**STATED GOAL**
Write out exactly the lines running from the one that contains "the form [140,263]." through the end of the material.

((

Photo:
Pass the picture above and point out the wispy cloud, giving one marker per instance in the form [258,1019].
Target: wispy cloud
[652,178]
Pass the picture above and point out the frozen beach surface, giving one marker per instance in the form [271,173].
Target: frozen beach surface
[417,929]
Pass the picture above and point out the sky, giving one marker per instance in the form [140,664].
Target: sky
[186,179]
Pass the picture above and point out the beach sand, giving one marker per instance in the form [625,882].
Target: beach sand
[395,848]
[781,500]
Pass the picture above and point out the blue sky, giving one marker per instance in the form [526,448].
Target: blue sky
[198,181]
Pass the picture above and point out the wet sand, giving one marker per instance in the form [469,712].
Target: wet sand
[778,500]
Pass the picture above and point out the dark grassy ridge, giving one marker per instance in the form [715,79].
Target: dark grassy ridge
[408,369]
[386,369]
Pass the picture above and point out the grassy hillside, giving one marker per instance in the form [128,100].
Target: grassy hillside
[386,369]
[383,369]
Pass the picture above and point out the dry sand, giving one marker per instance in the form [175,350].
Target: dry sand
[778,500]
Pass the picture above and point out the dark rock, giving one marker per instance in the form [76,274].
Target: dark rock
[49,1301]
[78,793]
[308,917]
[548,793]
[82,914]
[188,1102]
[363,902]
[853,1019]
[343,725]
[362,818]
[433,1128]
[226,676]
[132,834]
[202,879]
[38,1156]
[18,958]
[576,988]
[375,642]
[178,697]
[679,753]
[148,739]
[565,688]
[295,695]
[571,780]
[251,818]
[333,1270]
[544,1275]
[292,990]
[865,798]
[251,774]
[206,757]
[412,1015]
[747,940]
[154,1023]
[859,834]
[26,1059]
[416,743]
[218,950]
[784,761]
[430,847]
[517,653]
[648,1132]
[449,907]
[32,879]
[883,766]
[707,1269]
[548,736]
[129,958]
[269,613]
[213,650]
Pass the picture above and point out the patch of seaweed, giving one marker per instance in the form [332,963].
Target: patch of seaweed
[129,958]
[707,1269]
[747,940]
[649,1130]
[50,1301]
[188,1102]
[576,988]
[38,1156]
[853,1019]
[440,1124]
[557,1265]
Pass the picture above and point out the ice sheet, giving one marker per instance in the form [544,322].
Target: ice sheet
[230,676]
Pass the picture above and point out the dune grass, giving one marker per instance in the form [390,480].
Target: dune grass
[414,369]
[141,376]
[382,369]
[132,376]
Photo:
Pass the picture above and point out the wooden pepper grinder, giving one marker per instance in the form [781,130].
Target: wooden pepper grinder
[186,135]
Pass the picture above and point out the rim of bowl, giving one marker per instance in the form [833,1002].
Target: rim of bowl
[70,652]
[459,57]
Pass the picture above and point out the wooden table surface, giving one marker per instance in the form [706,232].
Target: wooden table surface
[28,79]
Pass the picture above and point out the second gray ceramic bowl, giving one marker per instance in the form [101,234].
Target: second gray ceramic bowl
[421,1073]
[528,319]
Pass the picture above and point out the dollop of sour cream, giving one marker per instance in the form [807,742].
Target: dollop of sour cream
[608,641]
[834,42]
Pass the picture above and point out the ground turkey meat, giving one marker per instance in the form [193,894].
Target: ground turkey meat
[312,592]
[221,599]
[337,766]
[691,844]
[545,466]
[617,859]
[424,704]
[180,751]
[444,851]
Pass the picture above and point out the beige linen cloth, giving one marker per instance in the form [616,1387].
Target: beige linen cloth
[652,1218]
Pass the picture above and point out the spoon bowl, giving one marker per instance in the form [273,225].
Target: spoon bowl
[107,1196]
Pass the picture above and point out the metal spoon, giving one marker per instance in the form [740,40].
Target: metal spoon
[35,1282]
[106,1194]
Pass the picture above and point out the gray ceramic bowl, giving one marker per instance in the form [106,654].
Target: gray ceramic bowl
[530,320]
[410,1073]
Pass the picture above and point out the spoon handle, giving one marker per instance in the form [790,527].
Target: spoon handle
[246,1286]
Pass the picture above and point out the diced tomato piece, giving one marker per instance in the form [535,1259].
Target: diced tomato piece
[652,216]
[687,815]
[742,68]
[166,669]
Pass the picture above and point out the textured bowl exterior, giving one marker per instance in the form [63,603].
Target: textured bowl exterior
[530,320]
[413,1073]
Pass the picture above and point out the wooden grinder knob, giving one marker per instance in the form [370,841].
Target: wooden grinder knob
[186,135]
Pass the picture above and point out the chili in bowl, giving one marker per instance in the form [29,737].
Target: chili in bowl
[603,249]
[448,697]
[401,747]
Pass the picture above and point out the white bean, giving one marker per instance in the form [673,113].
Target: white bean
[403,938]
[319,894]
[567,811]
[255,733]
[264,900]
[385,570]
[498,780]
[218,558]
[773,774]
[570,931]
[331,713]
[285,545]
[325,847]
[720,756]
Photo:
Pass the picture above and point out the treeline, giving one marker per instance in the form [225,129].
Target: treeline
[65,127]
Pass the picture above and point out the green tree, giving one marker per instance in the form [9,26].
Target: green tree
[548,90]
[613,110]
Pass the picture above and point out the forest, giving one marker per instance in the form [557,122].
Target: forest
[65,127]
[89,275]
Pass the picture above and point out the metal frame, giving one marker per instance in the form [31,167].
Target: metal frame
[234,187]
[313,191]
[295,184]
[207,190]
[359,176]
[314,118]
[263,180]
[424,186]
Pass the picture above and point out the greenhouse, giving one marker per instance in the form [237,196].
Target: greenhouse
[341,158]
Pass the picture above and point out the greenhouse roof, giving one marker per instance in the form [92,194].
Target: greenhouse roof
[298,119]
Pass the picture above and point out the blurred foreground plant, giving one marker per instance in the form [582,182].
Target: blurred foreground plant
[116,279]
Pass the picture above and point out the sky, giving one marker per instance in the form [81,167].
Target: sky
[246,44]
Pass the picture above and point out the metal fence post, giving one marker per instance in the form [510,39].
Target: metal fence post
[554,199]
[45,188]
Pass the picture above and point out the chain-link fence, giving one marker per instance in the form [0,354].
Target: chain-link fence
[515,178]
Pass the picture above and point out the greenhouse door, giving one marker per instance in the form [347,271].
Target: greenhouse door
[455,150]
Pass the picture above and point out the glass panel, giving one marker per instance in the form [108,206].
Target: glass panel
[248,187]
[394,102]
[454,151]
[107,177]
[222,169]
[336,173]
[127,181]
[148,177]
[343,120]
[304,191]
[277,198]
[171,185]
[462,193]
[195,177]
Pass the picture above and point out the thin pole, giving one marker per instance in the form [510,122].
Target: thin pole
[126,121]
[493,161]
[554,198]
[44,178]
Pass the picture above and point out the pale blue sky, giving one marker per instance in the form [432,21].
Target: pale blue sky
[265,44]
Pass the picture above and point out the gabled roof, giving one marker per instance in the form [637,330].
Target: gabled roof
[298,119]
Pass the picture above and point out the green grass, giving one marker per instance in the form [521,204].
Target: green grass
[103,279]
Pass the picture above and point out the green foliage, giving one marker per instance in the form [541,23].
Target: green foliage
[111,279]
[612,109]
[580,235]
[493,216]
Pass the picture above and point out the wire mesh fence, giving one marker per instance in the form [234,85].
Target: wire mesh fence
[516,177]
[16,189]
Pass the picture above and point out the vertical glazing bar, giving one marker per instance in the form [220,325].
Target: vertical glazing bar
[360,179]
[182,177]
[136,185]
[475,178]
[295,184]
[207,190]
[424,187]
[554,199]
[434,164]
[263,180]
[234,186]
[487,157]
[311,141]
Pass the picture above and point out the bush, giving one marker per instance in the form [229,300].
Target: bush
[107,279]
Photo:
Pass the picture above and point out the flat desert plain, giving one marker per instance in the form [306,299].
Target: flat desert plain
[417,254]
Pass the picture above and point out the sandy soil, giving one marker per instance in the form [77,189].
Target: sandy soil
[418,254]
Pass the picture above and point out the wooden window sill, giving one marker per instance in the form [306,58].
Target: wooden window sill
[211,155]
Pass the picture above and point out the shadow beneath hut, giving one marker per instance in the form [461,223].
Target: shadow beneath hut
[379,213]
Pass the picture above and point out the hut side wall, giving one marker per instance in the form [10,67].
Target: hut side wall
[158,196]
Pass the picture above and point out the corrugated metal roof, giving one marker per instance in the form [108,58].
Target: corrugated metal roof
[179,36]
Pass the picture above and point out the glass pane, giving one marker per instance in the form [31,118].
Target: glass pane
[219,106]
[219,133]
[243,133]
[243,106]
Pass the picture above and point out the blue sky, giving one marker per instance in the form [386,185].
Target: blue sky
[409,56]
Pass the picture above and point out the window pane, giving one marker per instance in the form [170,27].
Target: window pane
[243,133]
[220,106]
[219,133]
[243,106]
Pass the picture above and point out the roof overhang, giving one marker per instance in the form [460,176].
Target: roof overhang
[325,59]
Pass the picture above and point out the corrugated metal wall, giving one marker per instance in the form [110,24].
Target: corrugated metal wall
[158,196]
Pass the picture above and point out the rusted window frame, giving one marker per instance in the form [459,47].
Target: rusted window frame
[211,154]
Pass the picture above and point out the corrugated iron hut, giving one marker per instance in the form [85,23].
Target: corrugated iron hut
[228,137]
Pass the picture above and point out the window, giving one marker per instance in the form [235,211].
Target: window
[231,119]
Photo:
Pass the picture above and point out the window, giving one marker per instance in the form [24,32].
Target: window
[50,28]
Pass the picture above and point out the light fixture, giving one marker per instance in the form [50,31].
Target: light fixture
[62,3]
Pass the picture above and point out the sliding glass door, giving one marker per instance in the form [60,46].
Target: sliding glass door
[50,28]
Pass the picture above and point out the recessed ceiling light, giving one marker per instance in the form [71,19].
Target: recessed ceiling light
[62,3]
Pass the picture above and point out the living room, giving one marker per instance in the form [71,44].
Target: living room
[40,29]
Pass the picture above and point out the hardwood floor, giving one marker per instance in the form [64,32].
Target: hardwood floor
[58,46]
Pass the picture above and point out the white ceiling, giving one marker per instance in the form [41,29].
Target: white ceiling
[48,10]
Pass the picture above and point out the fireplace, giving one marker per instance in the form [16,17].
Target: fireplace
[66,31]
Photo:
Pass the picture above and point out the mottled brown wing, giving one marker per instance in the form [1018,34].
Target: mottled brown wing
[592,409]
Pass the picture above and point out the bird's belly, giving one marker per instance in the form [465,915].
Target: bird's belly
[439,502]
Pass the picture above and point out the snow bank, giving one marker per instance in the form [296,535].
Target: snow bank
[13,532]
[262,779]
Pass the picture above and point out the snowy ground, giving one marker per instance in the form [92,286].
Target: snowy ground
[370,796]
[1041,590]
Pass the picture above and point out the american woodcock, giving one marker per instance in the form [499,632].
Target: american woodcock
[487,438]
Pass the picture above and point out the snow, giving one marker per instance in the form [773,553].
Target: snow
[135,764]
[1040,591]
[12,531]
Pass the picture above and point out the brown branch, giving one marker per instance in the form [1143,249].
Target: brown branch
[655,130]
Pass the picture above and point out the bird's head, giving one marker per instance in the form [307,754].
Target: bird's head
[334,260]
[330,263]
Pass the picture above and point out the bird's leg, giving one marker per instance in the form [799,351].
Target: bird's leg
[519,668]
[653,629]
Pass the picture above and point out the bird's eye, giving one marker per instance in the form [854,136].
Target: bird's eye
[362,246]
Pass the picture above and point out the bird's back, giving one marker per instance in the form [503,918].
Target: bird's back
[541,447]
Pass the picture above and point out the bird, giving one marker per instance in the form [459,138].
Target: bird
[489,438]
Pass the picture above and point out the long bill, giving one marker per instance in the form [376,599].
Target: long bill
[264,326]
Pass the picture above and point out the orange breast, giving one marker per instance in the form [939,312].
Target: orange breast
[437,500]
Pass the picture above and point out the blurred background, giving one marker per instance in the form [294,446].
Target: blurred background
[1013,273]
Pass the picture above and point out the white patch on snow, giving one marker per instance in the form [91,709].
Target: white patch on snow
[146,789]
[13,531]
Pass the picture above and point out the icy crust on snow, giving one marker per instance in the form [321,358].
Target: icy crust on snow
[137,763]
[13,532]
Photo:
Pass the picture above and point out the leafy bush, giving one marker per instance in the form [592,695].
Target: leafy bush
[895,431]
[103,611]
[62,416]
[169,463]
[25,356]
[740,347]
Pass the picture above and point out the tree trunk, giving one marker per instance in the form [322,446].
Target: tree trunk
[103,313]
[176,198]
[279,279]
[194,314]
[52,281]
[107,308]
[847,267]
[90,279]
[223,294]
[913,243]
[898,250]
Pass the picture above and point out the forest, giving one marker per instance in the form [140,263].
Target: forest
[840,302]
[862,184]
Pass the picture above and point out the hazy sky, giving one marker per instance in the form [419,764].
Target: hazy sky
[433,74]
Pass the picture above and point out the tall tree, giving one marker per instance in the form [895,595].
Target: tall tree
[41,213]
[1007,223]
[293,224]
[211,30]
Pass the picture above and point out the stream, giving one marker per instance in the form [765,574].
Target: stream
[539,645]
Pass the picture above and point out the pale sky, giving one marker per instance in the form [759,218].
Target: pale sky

))

**COMPLETED EXERCISE**
Pass the picture above and point out the forest, giving one marker per instance in the form [140,263].
Target: forest
[840,302]
[862,184]
Pass the picture above and point out the hazy sky, giving one marker per instance in the form [419,764].
Target: hazy sky
[433,74]
Pass the picture above and point out the tall tree, giving one marker per instance in the form [895,595].
Target: tall tree
[41,213]
[1007,223]
[293,224]
[211,30]
Pass the picture above and point out the stream, giving one marker per instance in the form [765,574].
Target: stream
[539,645]
Pass the picture above and point out the pale sky, giving one marker per instance in the form [759,218].
Target: pale sky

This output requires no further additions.